— START —

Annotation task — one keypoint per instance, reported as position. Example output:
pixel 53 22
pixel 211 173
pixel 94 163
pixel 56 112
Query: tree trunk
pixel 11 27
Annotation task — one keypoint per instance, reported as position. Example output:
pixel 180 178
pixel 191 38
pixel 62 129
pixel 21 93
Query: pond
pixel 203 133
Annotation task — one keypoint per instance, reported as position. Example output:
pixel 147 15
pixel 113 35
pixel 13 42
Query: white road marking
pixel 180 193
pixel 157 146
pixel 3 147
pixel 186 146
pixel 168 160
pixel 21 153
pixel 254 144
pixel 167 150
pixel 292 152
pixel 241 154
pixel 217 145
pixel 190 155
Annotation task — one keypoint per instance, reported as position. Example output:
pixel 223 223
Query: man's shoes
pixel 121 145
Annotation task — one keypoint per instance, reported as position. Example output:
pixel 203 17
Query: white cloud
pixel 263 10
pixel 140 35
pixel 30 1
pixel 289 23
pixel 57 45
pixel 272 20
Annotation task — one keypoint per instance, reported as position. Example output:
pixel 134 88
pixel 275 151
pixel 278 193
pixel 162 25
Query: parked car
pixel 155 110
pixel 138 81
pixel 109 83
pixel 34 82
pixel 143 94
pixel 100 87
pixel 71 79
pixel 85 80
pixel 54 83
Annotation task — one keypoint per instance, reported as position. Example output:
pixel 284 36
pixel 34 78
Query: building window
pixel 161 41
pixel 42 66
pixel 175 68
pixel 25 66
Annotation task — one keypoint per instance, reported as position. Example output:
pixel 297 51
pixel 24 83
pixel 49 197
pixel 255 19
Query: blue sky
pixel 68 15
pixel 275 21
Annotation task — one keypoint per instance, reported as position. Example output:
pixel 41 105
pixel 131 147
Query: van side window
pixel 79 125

— END —

# Request
Copy every line above word for word.

# Written response
Annotation task — one keypoint per instance, reported as position. Example output:
pixel 53 22
pixel 211 173
pixel 94 163
pixel 56 112
Query: tree trunk
pixel 11 27
Annotation task — one keypoint per instance, reported as position. Example output:
pixel 180 178
pixel 191 38
pixel 62 129
pixel 21 93
Query: pond
pixel 203 133
Annotation task — one keypoint per instance, reported as position. Example output:
pixel 147 15
pixel 113 35
pixel 13 42
Query: white road marking
pixel 180 193
pixel 157 146
pixel 3 147
pixel 186 146
pixel 168 160
pixel 21 153
pixel 254 144
pixel 167 150
pixel 292 152
pixel 241 154
pixel 217 145
pixel 190 155
Annotation task — one keypoint per instance, reported as position. Example output:
pixel 223 223
Query: man's shoes
pixel 121 145
Annotation task — one keypoint per instance, reported as position. Example output:
pixel 203 17
Query: white cloud
pixel 263 10
pixel 140 35
pixel 30 1
pixel 289 23
pixel 57 45
pixel 272 20
Annotation task — one keypoint per instance, reported as position. Example output:
pixel 134 88
pixel 275 151
pixel 278 193
pixel 162 25
Query: parked car
pixel 155 110
pixel 138 81
pixel 109 83
pixel 34 82
pixel 143 94
pixel 100 87
pixel 71 79
pixel 85 80
pixel 54 83
Annotation task — one keypoint per instance, reported as position. Example output:
pixel 284 36
pixel 34 78
Query: building window
pixel 161 41
pixel 42 66
pixel 175 68
pixel 25 66
Annotation task — one keypoint per instance, reported as position. Example output:
pixel 297 51
pixel 24 83
pixel 49 197
pixel 255 19
Query: blue sky
pixel 68 15
pixel 275 21
Annotation task — one keypoint per instance, reported as position. Example output:
pixel 41 105
pixel 131 147
Query: van side window
pixel 79 125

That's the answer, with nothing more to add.